[WHAT IS BEING ASKED] Only the lines from the one containing "Expected: one point per instance of the tree trunk, each" to the end of the records should be written out, exactly and with both ends included; pictures are excluded.

Point-based annotation data:
* Begin *

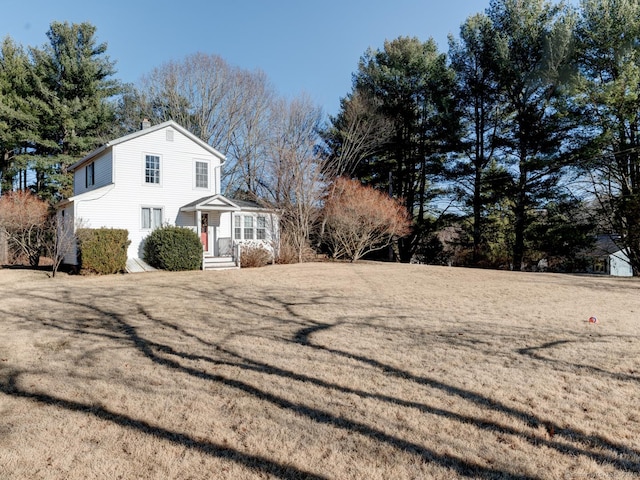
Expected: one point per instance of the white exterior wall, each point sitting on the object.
(120, 205)
(103, 174)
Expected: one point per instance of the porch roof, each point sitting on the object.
(216, 203)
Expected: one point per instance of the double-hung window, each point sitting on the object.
(261, 228)
(202, 175)
(248, 227)
(152, 169)
(90, 178)
(237, 227)
(151, 217)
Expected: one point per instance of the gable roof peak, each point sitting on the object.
(144, 131)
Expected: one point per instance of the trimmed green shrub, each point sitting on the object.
(102, 250)
(173, 248)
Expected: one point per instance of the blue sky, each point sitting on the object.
(302, 46)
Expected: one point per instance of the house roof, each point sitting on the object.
(212, 202)
(245, 204)
(146, 131)
(605, 245)
(220, 202)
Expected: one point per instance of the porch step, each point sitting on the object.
(219, 263)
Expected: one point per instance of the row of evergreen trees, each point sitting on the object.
(528, 126)
(56, 104)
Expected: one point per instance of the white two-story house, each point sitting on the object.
(163, 175)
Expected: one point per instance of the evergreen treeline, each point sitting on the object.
(524, 137)
(520, 143)
(55, 106)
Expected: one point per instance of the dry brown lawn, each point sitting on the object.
(341, 371)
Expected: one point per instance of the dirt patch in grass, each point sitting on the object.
(366, 371)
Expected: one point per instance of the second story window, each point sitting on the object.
(90, 178)
(202, 175)
(152, 169)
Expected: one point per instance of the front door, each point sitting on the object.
(204, 231)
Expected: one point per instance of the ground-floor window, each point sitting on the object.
(249, 227)
(151, 217)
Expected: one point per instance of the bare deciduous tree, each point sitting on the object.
(292, 180)
(23, 217)
(223, 105)
(359, 219)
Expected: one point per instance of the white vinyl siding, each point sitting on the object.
(151, 218)
(261, 227)
(152, 169)
(120, 204)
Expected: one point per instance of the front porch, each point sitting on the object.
(213, 222)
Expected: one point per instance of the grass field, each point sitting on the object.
(341, 371)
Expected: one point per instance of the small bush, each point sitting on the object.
(255, 255)
(103, 250)
(287, 252)
(174, 249)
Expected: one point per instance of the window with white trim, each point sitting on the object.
(151, 218)
(237, 227)
(89, 177)
(261, 227)
(152, 169)
(249, 227)
(202, 174)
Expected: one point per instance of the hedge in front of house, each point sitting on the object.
(103, 250)
(173, 248)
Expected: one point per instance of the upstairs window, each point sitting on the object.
(152, 169)
(237, 227)
(261, 228)
(89, 176)
(151, 217)
(248, 228)
(202, 175)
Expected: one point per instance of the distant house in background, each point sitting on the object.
(608, 258)
(164, 175)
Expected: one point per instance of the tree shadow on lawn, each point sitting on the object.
(302, 337)
(255, 462)
(150, 348)
(114, 326)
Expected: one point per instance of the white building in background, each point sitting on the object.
(164, 175)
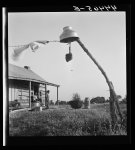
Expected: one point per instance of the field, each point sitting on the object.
(65, 121)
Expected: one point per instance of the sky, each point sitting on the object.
(102, 33)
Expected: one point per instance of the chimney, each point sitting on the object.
(27, 67)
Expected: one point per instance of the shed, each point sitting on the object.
(23, 82)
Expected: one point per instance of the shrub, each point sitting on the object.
(14, 104)
(76, 102)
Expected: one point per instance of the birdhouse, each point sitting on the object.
(68, 35)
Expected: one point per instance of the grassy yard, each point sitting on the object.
(65, 121)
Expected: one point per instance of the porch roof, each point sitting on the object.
(19, 73)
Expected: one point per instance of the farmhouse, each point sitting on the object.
(23, 83)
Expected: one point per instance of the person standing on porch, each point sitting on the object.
(47, 99)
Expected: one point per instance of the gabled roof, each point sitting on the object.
(16, 72)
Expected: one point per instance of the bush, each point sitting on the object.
(97, 100)
(14, 104)
(76, 102)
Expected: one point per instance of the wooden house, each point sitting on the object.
(23, 83)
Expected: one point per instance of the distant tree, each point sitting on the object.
(124, 100)
(51, 102)
(62, 103)
(76, 102)
(97, 100)
(86, 102)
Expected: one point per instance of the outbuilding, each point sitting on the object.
(23, 83)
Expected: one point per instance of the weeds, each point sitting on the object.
(64, 122)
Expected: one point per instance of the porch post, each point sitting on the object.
(45, 95)
(57, 96)
(30, 94)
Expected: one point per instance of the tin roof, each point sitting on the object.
(16, 72)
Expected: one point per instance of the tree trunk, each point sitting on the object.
(113, 97)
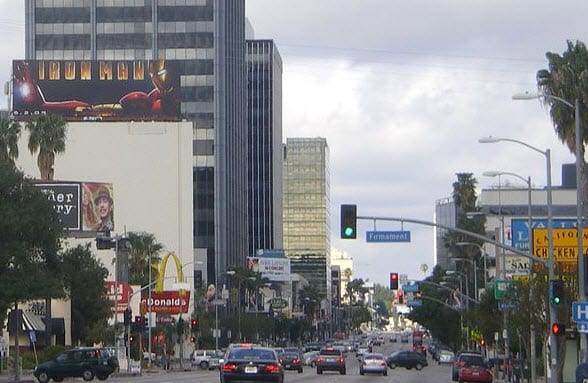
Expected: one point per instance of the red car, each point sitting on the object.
(475, 373)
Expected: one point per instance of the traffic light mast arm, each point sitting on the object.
(461, 231)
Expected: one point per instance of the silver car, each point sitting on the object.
(373, 363)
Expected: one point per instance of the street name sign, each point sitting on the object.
(387, 236)
(580, 312)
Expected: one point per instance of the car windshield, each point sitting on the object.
(251, 354)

* End *

[PROBLEM SOLUTION]
Expected: one point per instance of the tree trunk, each point sitting on the object.
(113, 97)
Expected: one point per instance of the red car, each point sitting on the object.
(475, 373)
Expected: one point per instance of the traffic light mast arm, each point sitting on the object.
(461, 231)
Expected: one point per instance of the silver car, each point sitting on the object.
(373, 363)
Expected: one point per instance of the street name sign, each point sitting on the object.
(387, 236)
(580, 312)
Expected: one point per instance of the car windshield, each point sitting on the object.
(251, 354)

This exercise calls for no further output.